Exercise description =
Your answer should consist of the lines holding "ceiling", copied from the material below.

Material for this exercise =
◇ ◇ ◇
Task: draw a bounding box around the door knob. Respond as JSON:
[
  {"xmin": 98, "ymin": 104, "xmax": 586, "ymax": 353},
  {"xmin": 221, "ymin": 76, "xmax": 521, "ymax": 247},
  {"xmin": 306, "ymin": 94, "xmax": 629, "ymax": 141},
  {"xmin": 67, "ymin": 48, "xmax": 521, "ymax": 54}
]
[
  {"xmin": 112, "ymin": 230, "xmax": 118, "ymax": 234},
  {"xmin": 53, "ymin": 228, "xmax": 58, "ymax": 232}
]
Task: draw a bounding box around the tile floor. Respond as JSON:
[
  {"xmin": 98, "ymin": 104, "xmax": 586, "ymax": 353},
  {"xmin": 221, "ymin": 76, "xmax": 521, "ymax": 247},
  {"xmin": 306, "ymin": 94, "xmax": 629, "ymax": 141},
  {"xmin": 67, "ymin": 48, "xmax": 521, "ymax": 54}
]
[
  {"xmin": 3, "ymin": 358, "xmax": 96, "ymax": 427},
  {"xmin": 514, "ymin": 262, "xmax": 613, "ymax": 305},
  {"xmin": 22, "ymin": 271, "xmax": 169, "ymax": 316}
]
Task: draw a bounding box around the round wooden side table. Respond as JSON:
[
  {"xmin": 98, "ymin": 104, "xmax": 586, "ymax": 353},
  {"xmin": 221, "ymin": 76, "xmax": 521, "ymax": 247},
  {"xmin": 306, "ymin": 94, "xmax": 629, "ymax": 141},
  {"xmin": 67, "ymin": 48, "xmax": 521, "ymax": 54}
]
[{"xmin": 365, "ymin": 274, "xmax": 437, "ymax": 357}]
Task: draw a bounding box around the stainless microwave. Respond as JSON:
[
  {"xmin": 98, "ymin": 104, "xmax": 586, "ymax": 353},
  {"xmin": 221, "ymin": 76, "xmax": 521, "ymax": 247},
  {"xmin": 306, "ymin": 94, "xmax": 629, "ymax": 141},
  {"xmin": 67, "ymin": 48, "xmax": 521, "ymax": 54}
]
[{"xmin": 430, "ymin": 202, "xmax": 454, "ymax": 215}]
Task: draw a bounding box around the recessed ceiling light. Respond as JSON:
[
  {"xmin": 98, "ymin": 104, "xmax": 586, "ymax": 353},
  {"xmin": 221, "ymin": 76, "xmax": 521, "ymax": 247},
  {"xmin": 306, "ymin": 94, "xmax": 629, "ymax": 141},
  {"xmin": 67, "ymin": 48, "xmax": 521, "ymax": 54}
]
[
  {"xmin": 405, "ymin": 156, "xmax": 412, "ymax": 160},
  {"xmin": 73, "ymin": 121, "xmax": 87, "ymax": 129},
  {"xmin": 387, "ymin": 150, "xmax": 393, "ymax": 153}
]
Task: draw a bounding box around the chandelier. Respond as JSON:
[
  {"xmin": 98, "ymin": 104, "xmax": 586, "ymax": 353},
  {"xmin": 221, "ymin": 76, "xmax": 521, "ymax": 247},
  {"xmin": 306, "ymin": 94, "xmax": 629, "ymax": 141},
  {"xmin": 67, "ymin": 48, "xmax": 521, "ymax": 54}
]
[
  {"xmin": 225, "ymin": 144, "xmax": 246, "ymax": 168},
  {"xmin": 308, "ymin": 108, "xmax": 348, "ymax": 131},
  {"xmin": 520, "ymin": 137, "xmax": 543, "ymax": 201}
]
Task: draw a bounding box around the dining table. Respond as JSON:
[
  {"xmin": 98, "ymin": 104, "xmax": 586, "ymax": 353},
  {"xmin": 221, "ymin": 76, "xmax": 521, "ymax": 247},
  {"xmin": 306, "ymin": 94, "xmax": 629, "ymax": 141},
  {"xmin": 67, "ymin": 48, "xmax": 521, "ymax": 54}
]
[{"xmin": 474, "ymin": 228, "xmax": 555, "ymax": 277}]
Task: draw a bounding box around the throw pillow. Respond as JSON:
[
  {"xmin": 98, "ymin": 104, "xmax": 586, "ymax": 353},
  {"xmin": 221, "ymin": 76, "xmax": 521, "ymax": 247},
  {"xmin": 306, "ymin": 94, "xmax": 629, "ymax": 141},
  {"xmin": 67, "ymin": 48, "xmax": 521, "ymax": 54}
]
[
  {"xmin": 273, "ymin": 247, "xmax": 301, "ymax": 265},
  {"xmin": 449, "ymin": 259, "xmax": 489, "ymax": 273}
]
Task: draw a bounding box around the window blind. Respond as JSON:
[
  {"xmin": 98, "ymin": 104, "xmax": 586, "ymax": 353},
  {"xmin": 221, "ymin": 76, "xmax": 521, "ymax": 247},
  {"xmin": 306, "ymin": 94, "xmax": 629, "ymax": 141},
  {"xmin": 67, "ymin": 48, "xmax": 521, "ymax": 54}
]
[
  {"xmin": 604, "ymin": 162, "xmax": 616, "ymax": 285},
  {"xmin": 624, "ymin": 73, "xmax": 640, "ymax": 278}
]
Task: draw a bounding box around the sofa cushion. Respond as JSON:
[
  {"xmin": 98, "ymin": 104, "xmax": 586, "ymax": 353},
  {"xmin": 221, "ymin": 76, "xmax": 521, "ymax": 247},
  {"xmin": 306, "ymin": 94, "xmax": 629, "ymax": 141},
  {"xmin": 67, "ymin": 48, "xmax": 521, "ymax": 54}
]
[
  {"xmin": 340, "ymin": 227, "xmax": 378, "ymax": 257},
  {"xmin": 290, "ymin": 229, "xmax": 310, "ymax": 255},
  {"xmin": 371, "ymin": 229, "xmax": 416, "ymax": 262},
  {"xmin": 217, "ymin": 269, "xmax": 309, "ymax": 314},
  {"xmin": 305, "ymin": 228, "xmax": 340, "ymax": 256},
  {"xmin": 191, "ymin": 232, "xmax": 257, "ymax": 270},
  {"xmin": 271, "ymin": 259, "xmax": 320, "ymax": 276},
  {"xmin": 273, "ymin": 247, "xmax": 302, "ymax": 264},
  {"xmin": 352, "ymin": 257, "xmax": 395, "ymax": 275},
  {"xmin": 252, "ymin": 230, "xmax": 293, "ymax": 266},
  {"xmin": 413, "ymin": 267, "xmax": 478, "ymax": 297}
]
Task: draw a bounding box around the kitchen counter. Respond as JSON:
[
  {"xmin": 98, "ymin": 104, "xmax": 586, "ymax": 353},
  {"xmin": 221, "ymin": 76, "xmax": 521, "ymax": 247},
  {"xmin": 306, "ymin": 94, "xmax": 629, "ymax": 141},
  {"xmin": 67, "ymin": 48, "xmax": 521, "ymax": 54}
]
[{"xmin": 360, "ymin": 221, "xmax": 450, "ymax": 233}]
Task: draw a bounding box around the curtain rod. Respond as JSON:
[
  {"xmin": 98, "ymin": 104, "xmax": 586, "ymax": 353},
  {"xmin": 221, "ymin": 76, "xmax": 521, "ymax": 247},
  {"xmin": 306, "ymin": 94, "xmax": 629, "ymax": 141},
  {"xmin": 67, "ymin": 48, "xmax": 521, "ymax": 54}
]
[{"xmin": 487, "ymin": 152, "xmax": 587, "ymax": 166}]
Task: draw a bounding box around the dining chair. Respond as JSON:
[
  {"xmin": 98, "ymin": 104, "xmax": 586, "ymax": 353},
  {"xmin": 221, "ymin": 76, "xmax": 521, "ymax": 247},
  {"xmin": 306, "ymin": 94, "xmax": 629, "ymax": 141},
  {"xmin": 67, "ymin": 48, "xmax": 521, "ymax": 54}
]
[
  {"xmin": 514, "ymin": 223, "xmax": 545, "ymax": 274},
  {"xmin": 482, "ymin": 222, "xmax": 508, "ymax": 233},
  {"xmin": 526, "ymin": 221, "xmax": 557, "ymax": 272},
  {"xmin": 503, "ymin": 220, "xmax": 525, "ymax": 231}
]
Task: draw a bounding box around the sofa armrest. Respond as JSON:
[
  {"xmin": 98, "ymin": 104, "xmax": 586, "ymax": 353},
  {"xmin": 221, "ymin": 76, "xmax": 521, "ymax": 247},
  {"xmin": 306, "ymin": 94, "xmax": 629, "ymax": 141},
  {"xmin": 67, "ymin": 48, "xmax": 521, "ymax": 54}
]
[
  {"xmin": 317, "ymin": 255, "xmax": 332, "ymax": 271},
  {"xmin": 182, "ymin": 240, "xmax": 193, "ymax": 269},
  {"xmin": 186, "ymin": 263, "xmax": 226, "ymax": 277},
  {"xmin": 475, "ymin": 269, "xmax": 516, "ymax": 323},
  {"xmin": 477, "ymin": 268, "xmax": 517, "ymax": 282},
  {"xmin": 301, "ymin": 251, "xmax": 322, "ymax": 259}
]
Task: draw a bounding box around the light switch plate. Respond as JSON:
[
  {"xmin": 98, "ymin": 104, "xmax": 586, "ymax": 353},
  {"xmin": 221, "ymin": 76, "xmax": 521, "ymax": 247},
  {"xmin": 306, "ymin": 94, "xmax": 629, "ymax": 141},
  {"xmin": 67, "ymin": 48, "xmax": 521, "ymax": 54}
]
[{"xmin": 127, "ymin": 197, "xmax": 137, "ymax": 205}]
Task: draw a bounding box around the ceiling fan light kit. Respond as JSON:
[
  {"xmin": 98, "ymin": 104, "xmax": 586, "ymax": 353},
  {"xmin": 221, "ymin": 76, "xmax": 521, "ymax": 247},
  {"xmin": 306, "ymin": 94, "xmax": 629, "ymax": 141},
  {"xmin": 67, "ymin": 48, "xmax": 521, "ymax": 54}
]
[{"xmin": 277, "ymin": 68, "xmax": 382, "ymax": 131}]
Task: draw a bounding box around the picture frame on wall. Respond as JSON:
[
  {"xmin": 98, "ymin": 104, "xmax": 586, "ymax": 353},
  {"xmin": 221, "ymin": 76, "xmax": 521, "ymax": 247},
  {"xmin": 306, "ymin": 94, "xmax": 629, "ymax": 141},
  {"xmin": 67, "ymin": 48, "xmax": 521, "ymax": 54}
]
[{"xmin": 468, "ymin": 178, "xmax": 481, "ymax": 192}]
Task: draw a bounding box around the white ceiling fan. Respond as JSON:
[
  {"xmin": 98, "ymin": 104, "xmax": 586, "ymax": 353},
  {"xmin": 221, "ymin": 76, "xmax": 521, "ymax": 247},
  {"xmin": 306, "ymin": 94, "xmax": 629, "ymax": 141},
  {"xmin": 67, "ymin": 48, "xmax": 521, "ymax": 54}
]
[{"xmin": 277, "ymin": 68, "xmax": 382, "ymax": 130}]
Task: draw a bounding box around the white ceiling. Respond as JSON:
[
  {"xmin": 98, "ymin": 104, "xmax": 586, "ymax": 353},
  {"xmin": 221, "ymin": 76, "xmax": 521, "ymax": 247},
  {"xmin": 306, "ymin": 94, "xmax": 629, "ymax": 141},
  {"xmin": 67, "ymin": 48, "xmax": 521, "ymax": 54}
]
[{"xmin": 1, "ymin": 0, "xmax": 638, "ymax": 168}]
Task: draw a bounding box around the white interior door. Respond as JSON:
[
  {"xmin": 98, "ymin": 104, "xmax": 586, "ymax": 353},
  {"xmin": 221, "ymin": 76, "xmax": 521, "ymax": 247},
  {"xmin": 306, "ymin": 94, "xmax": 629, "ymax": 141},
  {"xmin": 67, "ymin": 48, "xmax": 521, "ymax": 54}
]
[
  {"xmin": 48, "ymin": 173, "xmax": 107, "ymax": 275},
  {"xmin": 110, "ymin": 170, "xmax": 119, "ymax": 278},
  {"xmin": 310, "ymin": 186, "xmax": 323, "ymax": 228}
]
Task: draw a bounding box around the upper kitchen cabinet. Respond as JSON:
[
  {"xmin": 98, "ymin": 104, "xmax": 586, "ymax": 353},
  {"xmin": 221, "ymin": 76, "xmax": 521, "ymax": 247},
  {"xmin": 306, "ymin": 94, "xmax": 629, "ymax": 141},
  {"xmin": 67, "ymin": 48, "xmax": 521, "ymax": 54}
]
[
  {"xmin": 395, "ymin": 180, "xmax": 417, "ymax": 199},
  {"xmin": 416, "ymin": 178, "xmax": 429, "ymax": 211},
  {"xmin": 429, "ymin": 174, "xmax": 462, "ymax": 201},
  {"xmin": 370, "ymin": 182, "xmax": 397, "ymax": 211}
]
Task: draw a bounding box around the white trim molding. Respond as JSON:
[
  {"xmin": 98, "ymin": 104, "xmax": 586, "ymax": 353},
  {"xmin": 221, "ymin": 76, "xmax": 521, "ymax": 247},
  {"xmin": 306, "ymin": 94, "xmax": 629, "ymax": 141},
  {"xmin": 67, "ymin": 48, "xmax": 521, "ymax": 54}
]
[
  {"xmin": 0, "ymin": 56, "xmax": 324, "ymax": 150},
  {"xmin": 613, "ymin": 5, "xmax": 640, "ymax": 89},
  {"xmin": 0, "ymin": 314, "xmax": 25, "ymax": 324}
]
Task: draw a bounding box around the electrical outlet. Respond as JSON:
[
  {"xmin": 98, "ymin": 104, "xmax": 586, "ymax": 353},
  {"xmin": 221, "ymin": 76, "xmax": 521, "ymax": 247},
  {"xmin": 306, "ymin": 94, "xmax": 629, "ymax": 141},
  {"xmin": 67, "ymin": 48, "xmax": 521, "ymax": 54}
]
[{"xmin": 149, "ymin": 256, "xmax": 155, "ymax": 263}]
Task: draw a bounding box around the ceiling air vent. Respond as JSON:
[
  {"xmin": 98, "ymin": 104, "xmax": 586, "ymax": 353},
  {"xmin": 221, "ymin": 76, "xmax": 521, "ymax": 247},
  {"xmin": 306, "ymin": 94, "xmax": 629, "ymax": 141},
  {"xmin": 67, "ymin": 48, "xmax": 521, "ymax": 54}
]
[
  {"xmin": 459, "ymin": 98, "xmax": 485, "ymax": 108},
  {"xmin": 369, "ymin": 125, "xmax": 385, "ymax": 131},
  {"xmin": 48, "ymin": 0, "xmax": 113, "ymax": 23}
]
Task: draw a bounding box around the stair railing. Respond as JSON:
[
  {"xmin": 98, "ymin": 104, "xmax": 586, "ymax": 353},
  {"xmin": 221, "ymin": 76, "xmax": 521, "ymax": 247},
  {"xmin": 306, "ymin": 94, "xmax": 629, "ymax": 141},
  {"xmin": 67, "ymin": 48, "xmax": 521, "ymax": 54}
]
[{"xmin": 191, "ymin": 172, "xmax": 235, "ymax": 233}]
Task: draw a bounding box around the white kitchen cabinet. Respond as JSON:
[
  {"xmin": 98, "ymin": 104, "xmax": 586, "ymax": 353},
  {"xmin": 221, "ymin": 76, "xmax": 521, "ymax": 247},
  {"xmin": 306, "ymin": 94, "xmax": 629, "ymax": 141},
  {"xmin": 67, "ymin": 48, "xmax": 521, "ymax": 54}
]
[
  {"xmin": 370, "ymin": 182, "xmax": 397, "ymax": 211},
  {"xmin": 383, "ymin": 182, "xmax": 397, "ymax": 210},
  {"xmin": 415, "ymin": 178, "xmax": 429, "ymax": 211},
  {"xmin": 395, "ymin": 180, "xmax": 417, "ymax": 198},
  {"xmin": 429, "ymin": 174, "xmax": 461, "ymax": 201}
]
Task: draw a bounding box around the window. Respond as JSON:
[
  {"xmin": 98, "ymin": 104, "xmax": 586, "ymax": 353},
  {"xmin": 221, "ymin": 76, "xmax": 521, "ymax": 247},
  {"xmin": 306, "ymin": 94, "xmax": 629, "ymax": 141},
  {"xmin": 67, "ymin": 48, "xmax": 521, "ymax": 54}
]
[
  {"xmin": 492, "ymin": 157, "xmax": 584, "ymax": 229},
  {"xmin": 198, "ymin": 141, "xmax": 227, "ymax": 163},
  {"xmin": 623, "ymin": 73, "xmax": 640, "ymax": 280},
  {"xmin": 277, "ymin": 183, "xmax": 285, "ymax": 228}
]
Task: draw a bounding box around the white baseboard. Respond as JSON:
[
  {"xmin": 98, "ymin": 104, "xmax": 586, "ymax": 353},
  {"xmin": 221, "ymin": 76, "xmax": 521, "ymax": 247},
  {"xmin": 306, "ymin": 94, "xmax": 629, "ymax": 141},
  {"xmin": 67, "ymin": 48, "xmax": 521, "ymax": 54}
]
◇ ◇ ◇
The completed task =
Task: draw a bounding box around the recessed ceiling light. Respond as JSON:
Task: draw a bounding box around the ceiling fan light kit. Respond as JSON:
Task: draw a bounding box around the white ceiling fan. Respond as JSON:
Task: draw a bounding box around the white ceiling. Respond as JSON:
Task: draw a bounding box around the ceiling air vent. Respond as JSON:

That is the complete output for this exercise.